Print the entries below exactly as they appear, from the line containing "Target = tree outside window" through the line containing "[(150, 370)]", both lines included.
__________________________________________________
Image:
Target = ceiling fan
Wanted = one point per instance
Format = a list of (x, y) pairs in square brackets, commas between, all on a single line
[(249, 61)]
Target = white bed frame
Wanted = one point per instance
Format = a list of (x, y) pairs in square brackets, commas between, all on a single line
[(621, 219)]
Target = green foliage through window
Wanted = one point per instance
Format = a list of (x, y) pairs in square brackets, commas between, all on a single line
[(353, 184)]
__________________________________________________
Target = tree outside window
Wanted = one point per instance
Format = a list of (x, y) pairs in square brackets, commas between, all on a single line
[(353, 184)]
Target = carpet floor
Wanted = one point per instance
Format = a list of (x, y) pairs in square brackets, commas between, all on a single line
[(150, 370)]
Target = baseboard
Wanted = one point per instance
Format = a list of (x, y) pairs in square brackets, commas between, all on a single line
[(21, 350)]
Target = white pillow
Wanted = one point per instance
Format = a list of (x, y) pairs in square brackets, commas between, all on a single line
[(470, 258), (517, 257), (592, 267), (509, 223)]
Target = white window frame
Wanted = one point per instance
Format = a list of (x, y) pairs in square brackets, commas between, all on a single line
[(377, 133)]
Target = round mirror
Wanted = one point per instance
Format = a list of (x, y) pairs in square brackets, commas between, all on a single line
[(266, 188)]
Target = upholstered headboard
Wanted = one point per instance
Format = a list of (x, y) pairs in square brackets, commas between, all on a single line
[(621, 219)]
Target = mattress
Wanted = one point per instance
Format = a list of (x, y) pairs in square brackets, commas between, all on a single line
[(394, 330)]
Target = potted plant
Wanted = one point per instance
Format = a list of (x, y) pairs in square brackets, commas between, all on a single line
__________________________________________________
* EXERCISE OUTPUT
Target = tree outside window
Wanted = one point per instance
Format = a list of (x, y) pairs in square brackets, commas between, all on a single line
[(353, 184)]
Target = carpet floor
Wanted = one point per instance
Format = a list of (x, y) pairs in square brackets, commas between, all on a single line
[(150, 370)]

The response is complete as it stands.